== Dataset extract

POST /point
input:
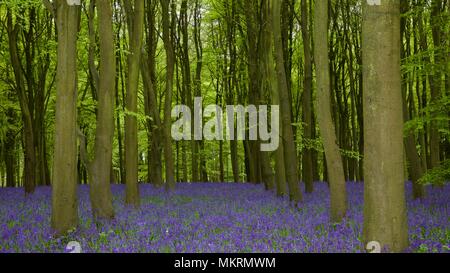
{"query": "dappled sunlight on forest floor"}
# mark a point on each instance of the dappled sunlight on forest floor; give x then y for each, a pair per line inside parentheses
(211, 217)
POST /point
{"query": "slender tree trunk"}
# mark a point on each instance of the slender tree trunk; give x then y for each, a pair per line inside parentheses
(307, 168)
(170, 61)
(290, 154)
(100, 168)
(384, 186)
(136, 17)
(64, 192)
(335, 171)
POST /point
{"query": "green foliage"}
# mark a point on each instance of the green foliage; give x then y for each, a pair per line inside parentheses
(438, 175)
(436, 112)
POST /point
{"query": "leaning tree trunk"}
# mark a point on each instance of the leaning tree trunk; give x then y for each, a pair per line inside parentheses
(384, 186)
(335, 170)
(64, 192)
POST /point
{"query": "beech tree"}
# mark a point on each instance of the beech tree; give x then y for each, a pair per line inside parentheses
(64, 177)
(384, 185)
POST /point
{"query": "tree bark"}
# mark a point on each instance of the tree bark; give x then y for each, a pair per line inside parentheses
(64, 177)
(170, 61)
(100, 168)
(290, 154)
(335, 170)
(135, 13)
(384, 189)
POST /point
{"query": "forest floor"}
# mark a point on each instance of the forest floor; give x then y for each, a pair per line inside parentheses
(215, 217)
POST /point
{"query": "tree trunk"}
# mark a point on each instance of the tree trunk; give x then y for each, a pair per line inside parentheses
(290, 154)
(135, 13)
(170, 61)
(100, 168)
(335, 171)
(64, 192)
(307, 168)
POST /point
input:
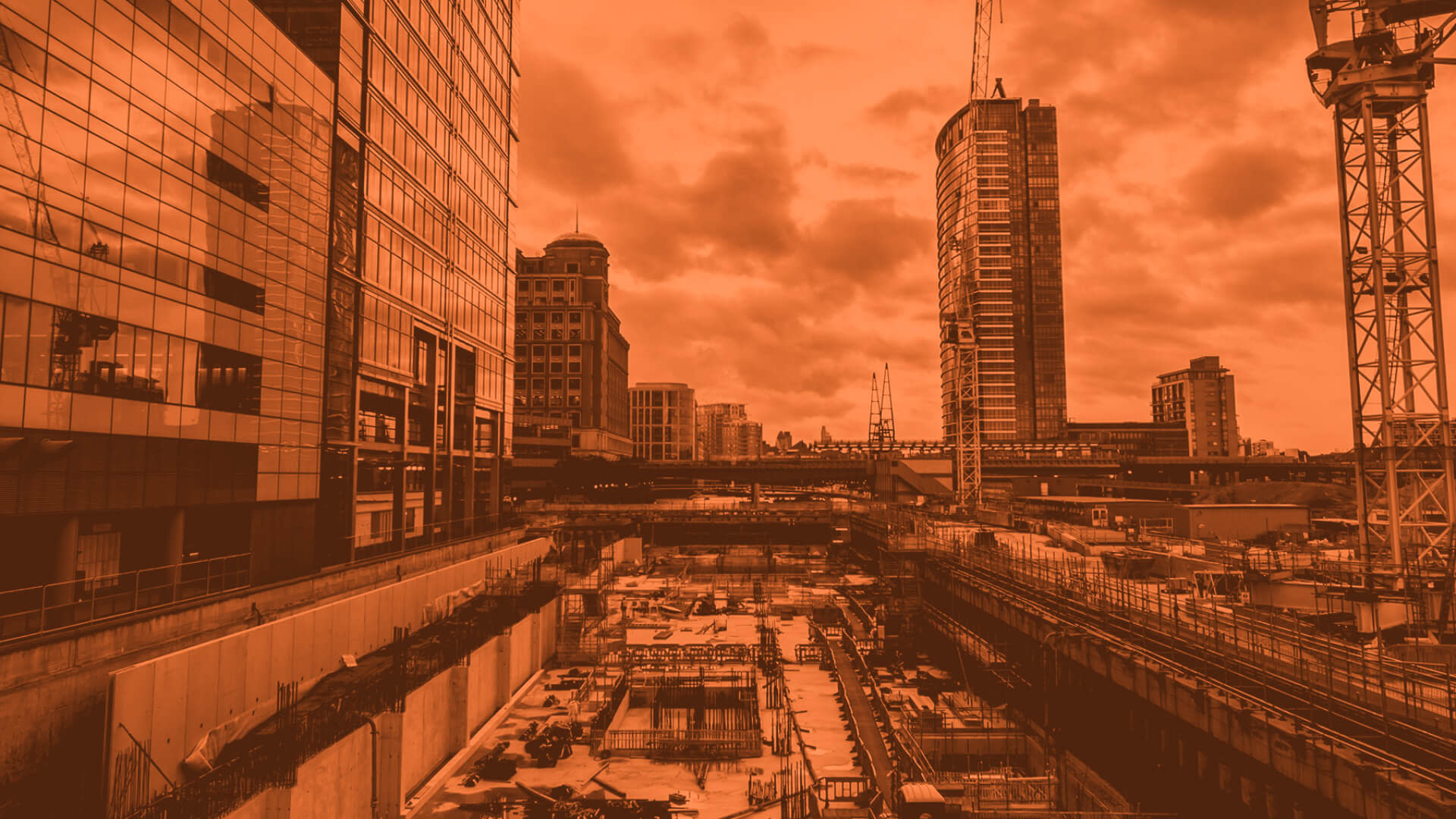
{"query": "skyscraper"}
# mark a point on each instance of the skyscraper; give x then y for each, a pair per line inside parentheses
(164, 199)
(1009, 254)
(570, 344)
(416, 423)
(1200, 397)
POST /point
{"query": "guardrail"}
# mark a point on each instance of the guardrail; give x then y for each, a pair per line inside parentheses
(60, 605)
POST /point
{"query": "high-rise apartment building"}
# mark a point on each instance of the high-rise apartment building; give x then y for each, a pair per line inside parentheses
(726, 433)
(416, 423)
(664, 422)
(573, 357)
(1201, 398)
(164, 209)
(1002, 240)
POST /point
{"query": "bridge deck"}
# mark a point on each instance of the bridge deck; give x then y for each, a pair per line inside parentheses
(862, 716)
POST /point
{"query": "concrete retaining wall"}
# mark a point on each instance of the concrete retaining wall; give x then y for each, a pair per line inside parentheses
(53, 708)
(411, 746)
(175, 700)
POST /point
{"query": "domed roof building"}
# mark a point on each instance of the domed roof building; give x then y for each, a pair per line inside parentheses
(571, 359)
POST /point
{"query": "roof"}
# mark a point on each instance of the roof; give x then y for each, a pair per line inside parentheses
(576, 240)
(1242, 506)
(1091, 500)
(921, 793)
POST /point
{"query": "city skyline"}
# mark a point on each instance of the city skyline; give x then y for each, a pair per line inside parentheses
(836, 202)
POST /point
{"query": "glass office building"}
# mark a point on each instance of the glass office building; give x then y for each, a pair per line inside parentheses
(419, 275)
(164, 221)
(1003, 243)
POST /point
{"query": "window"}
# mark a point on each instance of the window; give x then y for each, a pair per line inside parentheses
(98, 556)
(232, 290)
(228, 379)
(381, 525)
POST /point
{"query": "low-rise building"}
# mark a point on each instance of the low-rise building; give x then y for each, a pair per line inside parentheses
(1239, 521)
(664, 422)
(726, 433)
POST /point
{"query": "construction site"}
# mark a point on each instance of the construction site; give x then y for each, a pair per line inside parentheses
(1031, 629)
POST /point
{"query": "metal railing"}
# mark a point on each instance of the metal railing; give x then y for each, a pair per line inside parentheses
(60, 605)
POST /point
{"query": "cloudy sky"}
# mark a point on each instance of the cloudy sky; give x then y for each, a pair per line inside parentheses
(762, 174)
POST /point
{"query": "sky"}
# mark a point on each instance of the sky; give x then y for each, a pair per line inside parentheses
(764, 177)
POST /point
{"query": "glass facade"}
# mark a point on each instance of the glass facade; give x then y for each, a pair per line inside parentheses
(1003, 241)
(663, 422)
(419, 278)
(164, 190)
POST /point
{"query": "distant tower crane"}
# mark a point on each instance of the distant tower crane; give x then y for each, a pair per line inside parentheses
(957, 322)
(881, 414)
(1376, 83)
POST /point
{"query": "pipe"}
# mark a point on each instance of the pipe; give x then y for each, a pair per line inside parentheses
(373, 768)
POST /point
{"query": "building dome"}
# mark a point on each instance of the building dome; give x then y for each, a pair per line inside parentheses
(576, 241)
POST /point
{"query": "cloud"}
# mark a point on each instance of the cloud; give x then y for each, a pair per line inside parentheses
(576, 136)
(764, 177)
(1235, 183)
(874, 175)
(903, 104)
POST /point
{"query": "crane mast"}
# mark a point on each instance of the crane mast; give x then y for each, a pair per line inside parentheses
(959, 327)
(1376, 83)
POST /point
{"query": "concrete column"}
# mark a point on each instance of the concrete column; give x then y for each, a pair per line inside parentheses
(389, 755)
(67, 545)
(459, 713)
(175, 553)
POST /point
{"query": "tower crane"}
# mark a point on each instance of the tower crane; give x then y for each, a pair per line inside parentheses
(881, 414)
(1376, 80)
(957, 321)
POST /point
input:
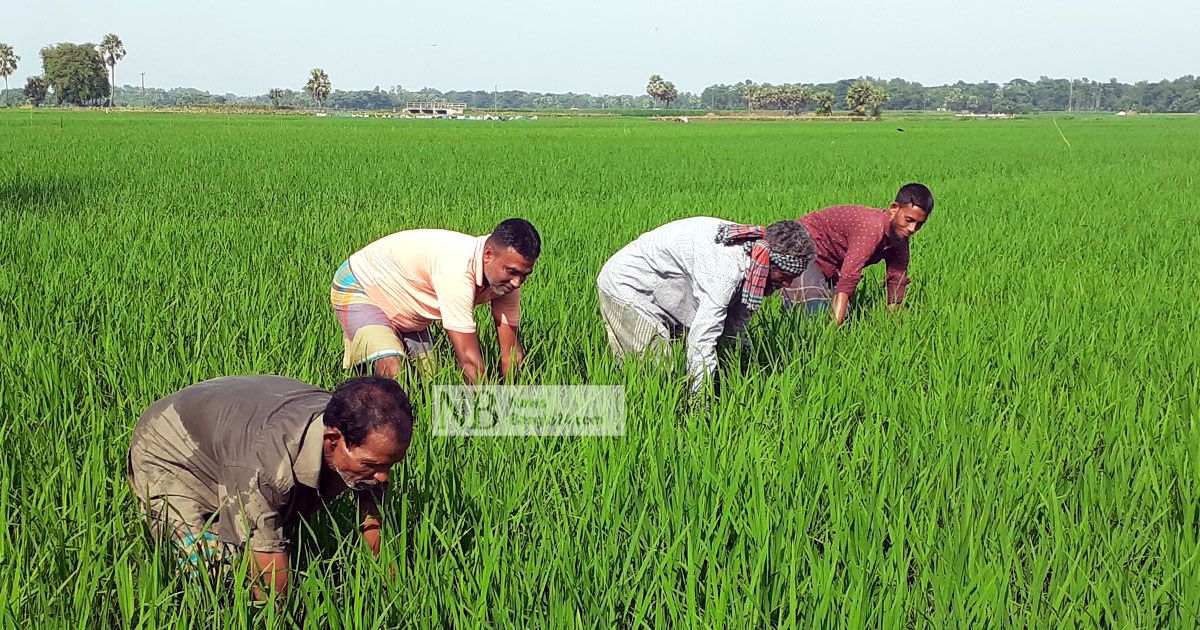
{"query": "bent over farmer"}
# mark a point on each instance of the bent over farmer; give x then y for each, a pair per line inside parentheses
(699, 276)
(221, 468)
(388, 294)
(850, 238)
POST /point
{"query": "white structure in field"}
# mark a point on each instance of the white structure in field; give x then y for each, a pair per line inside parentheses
(432, 108)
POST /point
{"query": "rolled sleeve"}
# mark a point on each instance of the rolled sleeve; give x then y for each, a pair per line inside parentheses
(251, 510)
(507, 309)
(456, 301)
(861, 246)
(897, 281)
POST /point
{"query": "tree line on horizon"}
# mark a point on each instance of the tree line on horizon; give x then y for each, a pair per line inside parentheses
(85, 75)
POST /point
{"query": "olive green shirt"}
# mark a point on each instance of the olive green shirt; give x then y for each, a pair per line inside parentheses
(238, 455)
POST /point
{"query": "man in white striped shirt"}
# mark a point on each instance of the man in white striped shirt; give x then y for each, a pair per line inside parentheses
(702, 277)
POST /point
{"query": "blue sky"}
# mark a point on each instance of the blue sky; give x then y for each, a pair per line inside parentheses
(611, 47)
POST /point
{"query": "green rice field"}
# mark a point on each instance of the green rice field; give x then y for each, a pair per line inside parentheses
(1020, 447)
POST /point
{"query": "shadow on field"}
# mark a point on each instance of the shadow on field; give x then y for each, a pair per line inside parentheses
(61, 192)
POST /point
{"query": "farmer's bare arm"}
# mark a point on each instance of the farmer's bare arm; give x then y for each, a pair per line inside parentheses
(511, 351)
(466, 348)
(840, 306)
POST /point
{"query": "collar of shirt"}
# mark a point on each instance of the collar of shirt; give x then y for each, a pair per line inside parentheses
(478, 261)
(310, 457)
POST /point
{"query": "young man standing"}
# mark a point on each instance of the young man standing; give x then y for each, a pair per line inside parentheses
(850, 238)
(702, 275)
(389, 293)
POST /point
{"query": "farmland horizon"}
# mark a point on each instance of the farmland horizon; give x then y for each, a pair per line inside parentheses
(232, 48)
(1015, 447)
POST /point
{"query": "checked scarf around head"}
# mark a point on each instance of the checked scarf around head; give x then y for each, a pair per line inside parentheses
(754, 287)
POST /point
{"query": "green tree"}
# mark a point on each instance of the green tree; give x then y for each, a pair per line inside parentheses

====

▶ [Problem description]: Once the pictures are set aside, repeat the remaining data word for word.

▶ [Output of the exercise]:
POST /point
input:
{"query": "dappled sunlight on forest floor"}
# mark a point on each instance of the dappled sunlight on forest floor; give x then y for each, a pair per line inside parentheses
(211, 217)
POST /point
{"query": "slender tree trunk"}
# mark a point on each instance of the slender tree trunk; give x then y for each, a pair per line inside parentheses
(307, 168)
(170, 61)
(290, 154)
(100, 168)
(384, 186)
(136, 17)
(64, 192)
(335, 171)
POST /point
{"query": "green foliage"}
# mark a point on each instance of the green foliage; give x then y for each, a pair per line inside parentheses
(438, 175)
(436, 112)
POST /point
{"query": "leaning tree trunk"}
# mark a point on each instance of the leaning tree trunk; give x then y for each, a pair per line inside parentheses
(384, 186)
(335, 170)
(64, 192)
POST /point
{"query": "beech tree"}
# mark a point on each instance of the beech tree; give x then y for each, a pair per line inside parentheses
(64, 177)
(384, 185)
POST /point
{"query": "tree bark"}
# mark a point on each instance of the tree bark; give x then y for each, a pair per line inside parentheses
(64, 177)
(170, 61)
(100, 168)
(290, 154)
(335, 170)
(135, 13)
(384, 189)
POST /point
{"query": "forest floor"}
# mark a point on each instance of the forest floor; give x then y for each, a pair per line inside parentheses
(215, 217)
POST /point
{"query": "tree trunk"}
# mark a point on each instance of the tree trunk; give x then y for each, a pair per line inside parentheses
(290, 154)
(135, 13)
(170, 61)
(100, 168)
(335, 171)
(64, 192)
(307, 168)
POST /point
input:
{"query": "skyscraper"}
# mark a point on each instance of the skyscraper; give x then y for each, a pair per line inside parentheses
(164, 199)
(1009, 254)
(570, 344)
(416, 423)
(1200, 397)
POST /point
{"query": "guardrail"}
# mark a point on each instance of the guardrail; give x then y for each, a pair per line inside parentheses
(60, 605)
POST /point
{"query": "high-rise apartment building"}
# mark a point on each instance of the high-rise apartment building; give x then y for each, a pair per line inside parentheses
(726, 433)
(416, 423)
(664, 422)
(573, 357)
(1201, 398)
(164, 209)
(1002, 240)
POST /point
{"query": "bridge deck"}
# mark a point on each instance of the bridge deck; give x then y for each, a pair per line inside parentheses
(862, 716)
POST /point
{"query": "concrete retaining wall"}
# mark a point on each instance of the concrete retaining wall; give x then y for each, a pair per line inside parentheses
(53, 708)
(411, 746)
(175, 700)
POST /point
{"query": "domed roof building"}
# mark a point on each instance of the domed roof building; give x then y for each, a pair per line inside parentheses
(571, 359)
POST /point
{"query": "roof"}
# mark a point on each instance of the roof; give x then y for each, a pair per line inside parentheses
(576, 240)
(1242, 506)
(1091, 500)
(921, 793)
POST /point
{"query": "city skyline"}
# mark a point on each instance of the city skyline; give x then y for each, a pair per line inside parentheses
(836, 202)
POST /point
{"query": "glass office building"}
# mark a point on each instance of the glass office building; give x then y for each, a pair per line inside parentheses
(419, 275)
(164, 221)
(1003, 243)
POST /point
{"query": "window"}
# mark a point on each instance of the window; give x then y for each, a pair per line inside parentheses
(98, 556)
(232, 290)
(228, 379)
(381, 525)
POST /point
{"query": "low-rise building"}
# mark a point on each instance of the low-rise building; give x then y for each, a pair per line inside parentheses
(1239, 521)
(664, 422)
(726, 433)
POST /point
{"query": "construction site"}
# mark a point on each instance of the construction site; give x then y for each, a pair per line inside parentheses
(1031, 629)
POST /point
{"query": "metal railing"}
# mark a point on each instance of the metal railing; give x then y for each, a pair per line inside parentheses
(60, 605)
POST /point
{"query": "cloudy sky"}
# mark a point on each instance of the cloudy sky; give x then y for each, a pair per line inside parentheses
(762, 174)
POST /point
{"query": "sky"}
# mark a point on each instance of the sky; give x then y for each, a pair per line inside parentheses
(764, 177)
POST /point
{"query": "glass facade"}
# mark a point on each instance of the glass facade; give x then y for each, a pair per line inside parentheses
(1003, 241)
(663, 422)
(419, 278)
(164, 190)
POST /point
{"query": "distant tower crane"}
# mark a point on each instance of the distant tower crane; give x then y for each, a pair per line inside parentheses
(957, 322)
(881, 414)
(1376, 83)
POST /point
{"query": "pipe"}
# mark a point on each instance of the pipe; give x then y for each, a pair per line inside parentheses
(373, 768)
POST /point
{"query": "building dome"}
# mark a point on each instance of the building dome; give x then y for each, a pair per line inside parentheses
(576, 241)
POST /point
{"query": "cloud"}
# mark a point on each instance of the cloud; give x then y for each, a pair per line inside parentheses
(576, 136)
(764, 177)
(1235, 183)
(874, 175)
(903, 104)
POST /point
{"query": "crane mast"}
# mark a point on each instance of the crane mast; give x then y for each, a pair per line inside parentheses
(959, 327)
(1376, 83)
POST /point
{"query": "concrete column"}
# mark a point on each instance of the concrete column; give x then y for each, a pair per line inside parentheses
(389, 755)
(67, 545)
(459, 713)
(175, 553)
POST /point
{"query": "tower crane"}
# mark a point on each instance of the tower crane; give x then y for each, a pair per line inside parentheses
(881, 414)
(1376, 80)
(957, 321)
POST /point
input:
{"query": "bent over farmer"}
# mark a point on each instance of the bent over farmer; give x then y for each, a pair per line inside parentheses
(699, 276)
(221, 468)
(388, 294)
(850, 238)
POST /point
{"query": "white structure in field"}
# mark a point on each instance of the white structure in field; give x then y for each, a pair per line inside parentheses
(432, 108)
POST /point
{"query": "rolled sleeve"}
# mark a point on each instance of the rolled sleeve; give x then y for each, a pair per line inside parentheses
(251, 510)
(507, 309)
(456, 301)
(861, 246)
(897, 281)
POST /point
{"query": "tree line on horizon"}
# mark a point on each instance of the tree line on horizon; give x then y for each, a pair per line inside parentheses
(85, 75)
POST /point
{"query": "olive green shirt"}
# mark a point on each instance of the olive green shirt; give x then y for each, a pair per line inside parentheses
(238, 455)
POST /point
{"query": "man in white striped shirt"}
# mark a point on each instance of the man in white striped shirt; give x then y for each, a pair per line inside parentheses
(702, 277)
POST /point
{"query": "blue sky"}
# mark a point on each instance of the blue sky; give x then y for each, a pair per line inside parentheses
(611, 47)
POST /point
{"query": "green rice field"}
# mark a point on each instance of the green rice field; give x then y for each, a pair per line inside parentheses
(1020, 447)
POST /point
{"query": "shadow on field"}
# mark a point on each instance of the shadow on field; give x then y for each, a pair per line inside parentheses
(61, 192)
POST /point
{"query": "farmer's bare arm"}
# mark a point on each instance of the farmer's bare arm; give x then y for each, a pair per line inside parentheses
(511, 351)
(466, 348)
(840, 306)
POST /point
{"query": "collar of shirt"}
# mark a point on each instance of the collar of shirt; give x then y for each, a pair per line inside parentheses
(478, 261)
(310, 457)
POST /point
{"query": "young man standing"}
# mark a point on each instance of the young man standing; give x then y for each, a pair per line inside parentheses
(850, 238)
(702, 275)
(389, 293)
POST /point
{"query": "farmland horizon"}
# mark a point on each instance of the farmland horizon; give x then y for each, a pair per line inside parentheses
(232, 48)
(1015, 447)
POST /point
{"query": "checked scarf around head"}
# mark a point on each instance of the checked scarf around head; give x then y for each, a pair per line inside parentheses
(754, 287)
POST /point
{"query": "green tree"}
# mark a point on each instance of the green tree; give x then y for each, a pair per line inside parentheses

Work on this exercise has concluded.